## begin Entries provided
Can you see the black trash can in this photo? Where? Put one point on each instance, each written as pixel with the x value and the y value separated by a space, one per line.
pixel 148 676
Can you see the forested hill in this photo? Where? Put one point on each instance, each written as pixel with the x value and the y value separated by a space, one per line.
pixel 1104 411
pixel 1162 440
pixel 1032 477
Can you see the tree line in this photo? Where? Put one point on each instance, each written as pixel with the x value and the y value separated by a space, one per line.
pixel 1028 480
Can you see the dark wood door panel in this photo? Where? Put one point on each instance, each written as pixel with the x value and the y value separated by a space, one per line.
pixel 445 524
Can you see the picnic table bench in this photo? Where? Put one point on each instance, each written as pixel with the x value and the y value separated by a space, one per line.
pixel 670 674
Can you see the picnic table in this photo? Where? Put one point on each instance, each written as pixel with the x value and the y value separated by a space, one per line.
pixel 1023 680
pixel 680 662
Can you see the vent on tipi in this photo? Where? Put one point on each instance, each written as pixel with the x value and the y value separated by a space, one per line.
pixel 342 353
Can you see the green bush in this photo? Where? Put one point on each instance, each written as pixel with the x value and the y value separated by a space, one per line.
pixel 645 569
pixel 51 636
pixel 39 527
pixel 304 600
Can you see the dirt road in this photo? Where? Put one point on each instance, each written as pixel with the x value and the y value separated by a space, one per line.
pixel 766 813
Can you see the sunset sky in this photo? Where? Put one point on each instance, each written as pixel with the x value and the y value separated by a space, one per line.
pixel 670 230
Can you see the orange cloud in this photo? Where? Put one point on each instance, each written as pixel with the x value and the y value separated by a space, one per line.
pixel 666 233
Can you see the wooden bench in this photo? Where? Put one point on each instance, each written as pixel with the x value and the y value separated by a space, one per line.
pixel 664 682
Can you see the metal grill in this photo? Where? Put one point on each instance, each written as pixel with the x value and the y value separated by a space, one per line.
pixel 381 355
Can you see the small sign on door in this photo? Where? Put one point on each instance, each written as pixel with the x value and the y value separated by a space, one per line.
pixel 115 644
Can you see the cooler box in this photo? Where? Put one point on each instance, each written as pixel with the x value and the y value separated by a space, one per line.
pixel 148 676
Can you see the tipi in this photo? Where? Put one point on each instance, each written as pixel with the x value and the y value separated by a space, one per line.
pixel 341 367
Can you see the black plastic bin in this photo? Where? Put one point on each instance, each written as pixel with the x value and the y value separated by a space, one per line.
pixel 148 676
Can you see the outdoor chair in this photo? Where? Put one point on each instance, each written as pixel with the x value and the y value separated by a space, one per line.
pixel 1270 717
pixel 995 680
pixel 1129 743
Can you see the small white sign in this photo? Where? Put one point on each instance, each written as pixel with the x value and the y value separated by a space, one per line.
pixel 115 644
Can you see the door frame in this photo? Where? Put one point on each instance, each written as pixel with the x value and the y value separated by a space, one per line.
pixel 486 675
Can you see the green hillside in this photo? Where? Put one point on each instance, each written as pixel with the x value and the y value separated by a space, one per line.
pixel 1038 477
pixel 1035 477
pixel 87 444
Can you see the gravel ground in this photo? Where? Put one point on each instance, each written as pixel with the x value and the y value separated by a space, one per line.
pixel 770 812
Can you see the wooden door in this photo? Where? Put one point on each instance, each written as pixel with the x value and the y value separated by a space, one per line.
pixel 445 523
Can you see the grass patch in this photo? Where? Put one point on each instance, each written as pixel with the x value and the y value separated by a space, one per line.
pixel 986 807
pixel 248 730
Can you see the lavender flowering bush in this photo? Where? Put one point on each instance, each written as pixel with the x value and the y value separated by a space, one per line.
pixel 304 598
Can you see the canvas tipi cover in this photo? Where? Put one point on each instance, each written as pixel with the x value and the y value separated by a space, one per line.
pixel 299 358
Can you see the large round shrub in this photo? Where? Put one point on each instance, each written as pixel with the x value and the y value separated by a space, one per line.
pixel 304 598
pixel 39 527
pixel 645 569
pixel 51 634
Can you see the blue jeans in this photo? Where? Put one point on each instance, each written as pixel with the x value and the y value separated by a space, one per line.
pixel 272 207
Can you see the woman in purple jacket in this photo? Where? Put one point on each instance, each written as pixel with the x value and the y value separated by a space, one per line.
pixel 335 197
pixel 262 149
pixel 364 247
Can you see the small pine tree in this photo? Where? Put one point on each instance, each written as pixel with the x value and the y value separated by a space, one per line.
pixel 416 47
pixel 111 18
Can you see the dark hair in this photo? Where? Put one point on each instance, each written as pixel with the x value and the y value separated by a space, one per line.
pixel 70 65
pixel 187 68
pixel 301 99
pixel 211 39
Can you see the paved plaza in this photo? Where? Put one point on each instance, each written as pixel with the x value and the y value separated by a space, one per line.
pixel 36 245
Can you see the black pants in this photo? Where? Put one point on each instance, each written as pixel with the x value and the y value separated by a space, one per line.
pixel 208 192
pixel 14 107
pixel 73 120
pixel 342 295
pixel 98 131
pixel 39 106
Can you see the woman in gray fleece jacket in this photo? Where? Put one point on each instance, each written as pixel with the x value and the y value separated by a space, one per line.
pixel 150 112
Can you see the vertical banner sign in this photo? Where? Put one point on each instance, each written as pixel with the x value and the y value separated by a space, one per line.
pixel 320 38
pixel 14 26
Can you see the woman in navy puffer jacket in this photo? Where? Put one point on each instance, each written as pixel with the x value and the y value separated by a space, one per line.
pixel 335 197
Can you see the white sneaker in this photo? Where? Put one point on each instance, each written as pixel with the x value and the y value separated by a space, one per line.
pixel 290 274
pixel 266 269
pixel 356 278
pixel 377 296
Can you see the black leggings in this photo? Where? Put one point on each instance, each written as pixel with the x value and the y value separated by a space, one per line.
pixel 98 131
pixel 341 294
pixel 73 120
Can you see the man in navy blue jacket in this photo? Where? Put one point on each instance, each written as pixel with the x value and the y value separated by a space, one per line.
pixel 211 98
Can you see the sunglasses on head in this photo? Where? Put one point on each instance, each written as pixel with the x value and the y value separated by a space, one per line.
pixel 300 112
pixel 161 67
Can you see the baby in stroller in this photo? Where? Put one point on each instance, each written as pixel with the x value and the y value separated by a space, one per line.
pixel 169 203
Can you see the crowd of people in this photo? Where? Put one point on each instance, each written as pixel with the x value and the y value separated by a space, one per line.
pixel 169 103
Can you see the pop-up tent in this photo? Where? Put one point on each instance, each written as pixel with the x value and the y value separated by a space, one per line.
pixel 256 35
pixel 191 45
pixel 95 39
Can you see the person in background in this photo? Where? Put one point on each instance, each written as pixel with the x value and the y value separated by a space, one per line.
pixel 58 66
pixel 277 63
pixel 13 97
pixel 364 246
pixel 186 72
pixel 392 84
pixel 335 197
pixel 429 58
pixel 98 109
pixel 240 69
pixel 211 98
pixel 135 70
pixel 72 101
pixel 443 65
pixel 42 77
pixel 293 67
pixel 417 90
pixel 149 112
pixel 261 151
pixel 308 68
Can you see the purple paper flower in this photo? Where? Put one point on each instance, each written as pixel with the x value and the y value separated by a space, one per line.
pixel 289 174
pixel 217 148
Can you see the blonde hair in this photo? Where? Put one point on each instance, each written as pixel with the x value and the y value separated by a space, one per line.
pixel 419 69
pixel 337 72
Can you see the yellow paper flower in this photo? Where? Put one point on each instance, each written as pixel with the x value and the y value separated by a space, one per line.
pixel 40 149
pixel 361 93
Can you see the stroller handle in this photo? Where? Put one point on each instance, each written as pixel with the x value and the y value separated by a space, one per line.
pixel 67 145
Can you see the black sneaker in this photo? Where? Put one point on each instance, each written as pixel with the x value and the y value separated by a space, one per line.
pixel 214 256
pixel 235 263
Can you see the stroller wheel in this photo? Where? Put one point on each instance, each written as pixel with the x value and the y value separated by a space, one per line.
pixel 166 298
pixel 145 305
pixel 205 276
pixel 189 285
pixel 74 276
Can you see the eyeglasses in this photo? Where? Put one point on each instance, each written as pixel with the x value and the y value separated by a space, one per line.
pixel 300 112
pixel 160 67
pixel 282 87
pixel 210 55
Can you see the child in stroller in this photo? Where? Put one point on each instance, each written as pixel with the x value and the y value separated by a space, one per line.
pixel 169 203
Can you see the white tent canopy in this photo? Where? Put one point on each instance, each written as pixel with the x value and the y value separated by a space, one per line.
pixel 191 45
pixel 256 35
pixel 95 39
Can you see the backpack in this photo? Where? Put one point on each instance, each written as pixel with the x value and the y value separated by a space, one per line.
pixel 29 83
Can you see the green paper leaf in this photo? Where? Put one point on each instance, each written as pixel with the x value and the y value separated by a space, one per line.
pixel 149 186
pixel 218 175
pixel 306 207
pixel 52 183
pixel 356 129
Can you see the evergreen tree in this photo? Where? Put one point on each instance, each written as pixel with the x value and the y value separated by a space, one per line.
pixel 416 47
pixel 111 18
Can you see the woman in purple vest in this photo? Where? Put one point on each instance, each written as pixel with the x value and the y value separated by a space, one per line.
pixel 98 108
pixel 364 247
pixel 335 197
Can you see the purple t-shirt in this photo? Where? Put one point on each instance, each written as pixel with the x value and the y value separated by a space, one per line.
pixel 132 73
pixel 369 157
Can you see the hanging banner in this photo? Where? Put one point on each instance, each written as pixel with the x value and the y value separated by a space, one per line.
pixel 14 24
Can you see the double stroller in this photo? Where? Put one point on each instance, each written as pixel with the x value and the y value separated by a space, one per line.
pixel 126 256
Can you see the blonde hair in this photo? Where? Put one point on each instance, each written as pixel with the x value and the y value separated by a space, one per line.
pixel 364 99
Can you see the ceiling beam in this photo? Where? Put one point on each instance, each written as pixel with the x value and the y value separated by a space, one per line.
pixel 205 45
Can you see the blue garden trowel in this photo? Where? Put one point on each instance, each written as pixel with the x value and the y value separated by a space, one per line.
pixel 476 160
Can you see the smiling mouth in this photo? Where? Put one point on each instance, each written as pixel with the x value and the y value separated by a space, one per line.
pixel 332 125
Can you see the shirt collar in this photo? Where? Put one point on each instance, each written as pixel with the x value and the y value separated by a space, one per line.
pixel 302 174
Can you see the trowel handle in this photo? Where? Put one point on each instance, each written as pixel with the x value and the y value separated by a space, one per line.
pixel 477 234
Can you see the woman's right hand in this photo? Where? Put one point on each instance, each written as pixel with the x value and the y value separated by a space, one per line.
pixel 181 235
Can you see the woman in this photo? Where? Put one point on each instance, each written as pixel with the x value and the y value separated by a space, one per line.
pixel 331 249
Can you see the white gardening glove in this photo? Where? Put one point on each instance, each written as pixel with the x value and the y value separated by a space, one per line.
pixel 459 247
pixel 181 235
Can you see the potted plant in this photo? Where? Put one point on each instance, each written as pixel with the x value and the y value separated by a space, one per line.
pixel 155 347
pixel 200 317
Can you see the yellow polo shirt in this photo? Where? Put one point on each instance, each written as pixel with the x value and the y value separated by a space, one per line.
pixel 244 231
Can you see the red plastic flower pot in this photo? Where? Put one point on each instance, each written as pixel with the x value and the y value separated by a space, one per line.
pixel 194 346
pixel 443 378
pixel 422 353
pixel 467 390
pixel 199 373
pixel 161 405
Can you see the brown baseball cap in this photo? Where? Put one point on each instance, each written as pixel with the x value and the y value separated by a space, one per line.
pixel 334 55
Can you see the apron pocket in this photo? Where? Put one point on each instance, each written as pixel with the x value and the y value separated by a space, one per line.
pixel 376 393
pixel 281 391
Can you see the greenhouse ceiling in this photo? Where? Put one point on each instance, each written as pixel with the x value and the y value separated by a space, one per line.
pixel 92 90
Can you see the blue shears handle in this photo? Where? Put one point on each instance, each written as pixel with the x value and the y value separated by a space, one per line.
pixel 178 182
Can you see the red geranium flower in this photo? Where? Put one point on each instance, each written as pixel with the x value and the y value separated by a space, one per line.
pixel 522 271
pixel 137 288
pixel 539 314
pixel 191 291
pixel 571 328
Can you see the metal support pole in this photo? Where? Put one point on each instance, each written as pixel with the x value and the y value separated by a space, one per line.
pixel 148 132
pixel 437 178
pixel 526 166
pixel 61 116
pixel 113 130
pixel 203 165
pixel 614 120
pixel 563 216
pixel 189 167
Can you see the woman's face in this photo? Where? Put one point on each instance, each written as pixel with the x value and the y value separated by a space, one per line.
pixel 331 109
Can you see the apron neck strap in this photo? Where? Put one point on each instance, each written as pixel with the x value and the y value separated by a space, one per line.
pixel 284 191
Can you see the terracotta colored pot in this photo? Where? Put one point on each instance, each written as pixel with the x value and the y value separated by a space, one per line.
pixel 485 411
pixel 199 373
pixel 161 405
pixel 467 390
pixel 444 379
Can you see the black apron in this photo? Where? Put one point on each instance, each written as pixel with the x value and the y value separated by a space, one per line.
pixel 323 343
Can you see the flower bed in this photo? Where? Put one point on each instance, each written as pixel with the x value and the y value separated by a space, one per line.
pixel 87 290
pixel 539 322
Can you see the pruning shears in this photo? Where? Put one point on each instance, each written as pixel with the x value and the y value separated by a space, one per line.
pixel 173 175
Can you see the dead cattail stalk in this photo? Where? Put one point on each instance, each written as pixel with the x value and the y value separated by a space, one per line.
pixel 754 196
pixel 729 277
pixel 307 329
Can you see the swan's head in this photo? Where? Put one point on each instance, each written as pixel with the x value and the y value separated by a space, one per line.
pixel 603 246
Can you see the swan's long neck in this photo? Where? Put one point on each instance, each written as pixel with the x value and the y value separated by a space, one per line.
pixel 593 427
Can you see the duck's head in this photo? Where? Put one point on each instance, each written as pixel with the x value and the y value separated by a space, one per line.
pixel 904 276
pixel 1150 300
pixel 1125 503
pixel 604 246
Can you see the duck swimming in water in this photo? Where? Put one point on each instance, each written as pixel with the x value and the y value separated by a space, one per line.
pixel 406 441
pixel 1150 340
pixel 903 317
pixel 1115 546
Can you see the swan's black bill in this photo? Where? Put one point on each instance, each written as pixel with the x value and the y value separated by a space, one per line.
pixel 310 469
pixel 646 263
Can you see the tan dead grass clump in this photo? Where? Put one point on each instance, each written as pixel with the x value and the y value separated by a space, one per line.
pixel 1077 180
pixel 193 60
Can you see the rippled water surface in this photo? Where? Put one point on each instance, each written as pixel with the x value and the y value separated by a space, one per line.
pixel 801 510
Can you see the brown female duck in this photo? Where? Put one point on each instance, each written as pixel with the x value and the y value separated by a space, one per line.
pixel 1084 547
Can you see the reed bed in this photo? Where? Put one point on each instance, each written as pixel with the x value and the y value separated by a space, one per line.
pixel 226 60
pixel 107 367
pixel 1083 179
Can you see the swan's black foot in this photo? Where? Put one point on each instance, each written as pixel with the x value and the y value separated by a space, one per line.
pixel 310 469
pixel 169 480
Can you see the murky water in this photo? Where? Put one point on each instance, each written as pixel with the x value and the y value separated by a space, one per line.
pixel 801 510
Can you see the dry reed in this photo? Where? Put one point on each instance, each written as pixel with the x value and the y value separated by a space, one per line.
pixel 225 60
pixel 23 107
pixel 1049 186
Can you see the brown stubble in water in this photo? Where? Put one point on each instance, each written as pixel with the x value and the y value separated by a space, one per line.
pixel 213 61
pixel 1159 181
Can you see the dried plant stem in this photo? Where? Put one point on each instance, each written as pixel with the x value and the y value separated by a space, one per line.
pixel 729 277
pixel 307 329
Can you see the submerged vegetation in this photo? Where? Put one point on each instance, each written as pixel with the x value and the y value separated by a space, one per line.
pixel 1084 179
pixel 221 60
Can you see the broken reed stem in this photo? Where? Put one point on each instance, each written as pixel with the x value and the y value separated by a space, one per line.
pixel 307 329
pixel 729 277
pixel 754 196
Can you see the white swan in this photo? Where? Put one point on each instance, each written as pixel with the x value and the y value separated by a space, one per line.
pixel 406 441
## end Entries provided
Nothing but the lines from the one with "Can you see the dried" through the end of the data above should be repeated, each exactly as it stands.

*Output for this task*:
Can you see the dried plant stem in this photo? Where? Put one point on each instance, each written as pixel with the x value and the y value separated by a space, one per line.
pixel 729 277
pixel 307 329
Can you see the submerged vegetation in this photo? Where? Put one point on each instance, each written as pixel with the x value and the y value separated by a space, one per line.
pixel 1084 179
pixel 221 60
Can you see the broken reed stem in this photo? Where? Put one point on each instance, each written as pixel with the x value and the y value separated by a space, one per line.
pixel 307 329
pixel 729 277
pixel 754 196
Can you see the white swan in this photo? Where? Put one point on each instance, each written as pixel with the x value and the y value separated by a space, one per line.
pixel 406 441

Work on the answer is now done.